#### [REQUIRED WORK]
Give a faithful, exact copy of all entries, minus the images.

#### [RECORDS FOR THIS EXERCISE]
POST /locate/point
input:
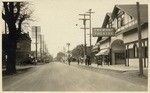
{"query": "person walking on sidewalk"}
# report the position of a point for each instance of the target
(69, 59)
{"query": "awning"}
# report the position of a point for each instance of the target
(95, 48)
(103, 52)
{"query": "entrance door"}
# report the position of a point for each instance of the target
(120, 58)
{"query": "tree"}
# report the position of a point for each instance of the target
(14, 14)
(59, 56)
(77, 52)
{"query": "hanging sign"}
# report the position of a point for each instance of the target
(103, 32)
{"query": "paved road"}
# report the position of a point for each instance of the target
(62, 77)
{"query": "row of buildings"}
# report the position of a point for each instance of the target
(123, 47)
(23, 49)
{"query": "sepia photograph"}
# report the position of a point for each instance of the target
(74, 46)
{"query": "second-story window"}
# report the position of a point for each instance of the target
(120, 20)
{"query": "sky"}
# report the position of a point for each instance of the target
(58, 19)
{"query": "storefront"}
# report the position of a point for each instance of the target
(123, 47)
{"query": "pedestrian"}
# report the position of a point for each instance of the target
(88, 60)
(69, 59)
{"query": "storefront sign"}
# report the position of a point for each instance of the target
(103, 32)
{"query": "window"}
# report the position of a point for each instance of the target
(120, 21)
(18, 46)
(135, 51)
(130, 53)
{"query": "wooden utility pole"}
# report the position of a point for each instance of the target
(40, 46)
(68, 44)
(90, 12)
(139, 40)
(36, 41)
(84, 23)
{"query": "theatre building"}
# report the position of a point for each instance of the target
(122, 48)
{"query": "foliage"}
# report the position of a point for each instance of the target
(59, 56)
(77, 52)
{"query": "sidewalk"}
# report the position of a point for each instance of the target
(118, 68)
(19, 68)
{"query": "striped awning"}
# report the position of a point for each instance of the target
(103, 52)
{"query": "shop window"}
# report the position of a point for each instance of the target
(18, 46)
(145, 52)
(135, 51)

#### [ANSWER BOX]
POST /locate/point
input:
{"query": "person walking on sidewalk"}
# report the position of a point for each instance of the target
(69, 59)
{"query": "awning"}
# report the position of a point for each instance of the target
(95, 48)
(103, 52)
{"query": "entrance door"}
# report the position of a point for each instance of the target
(120, 58)
{"query": "tree"}
# report the position of a point for each instance of the target
(14, 14)
(59, 56)
(77, 52)
{"query": "hanging sign"}
# report the position of a point for each instance of the target
(103, 32)
{"query": "paved road"}
# report the position of a point for each instance of the target
(62, 77)
{"query": "row of buildings"}
# report the position of a point for each instance of the target
(123, 47)
(23, 49)
{"query": "sepia photograph"}
# report the position of a point for each instance of the target
(74, 46)
{"query": "second-story window"}
# report the position of a point for each instance of the target
(120, 20)
{"query": "sky"}
# report the position of a point for each instance of the target
(58, 19)
{"query": "storefront"}
# report the position of a point for each instance of the target
(123, 47)
{"query": "pedestrian"}
# report the position of a point for each instance of the target
(88, 60)
(69, 59)
{"query": "storefront sign"}
# report the position of a point for each instance of the target
(103, 32)
{"query": "window"}
# report the position of a point for each instance of the target
(120, 21)
(18, 46)
(135, 51)
(130, 53)
{"query": "wooden utility pole"}
# report the position of a point for each instance of the target
(40, 46)
(68, 44)
(90, 12)
(139, 40)
(36, 41)
(84, 23)
{"query": "theatre building"}
# report the position of a point for each instance of the target
(122, 48)
{"query": "foliage"}
# report the position of a point for each instance of the target
(59, 56)
(77, 52)
{"query": "sidewalk"}
# report the position of a point for each instance of the target
(118, 68)
(19, 68)
{"query": "striped awning"}
# report the position of a point for each instance of the target
(103, 52)
{"query": "shop window"}
# report the position of a point for each instance of the target
(18, 46)
(145, 52)
(135, 51)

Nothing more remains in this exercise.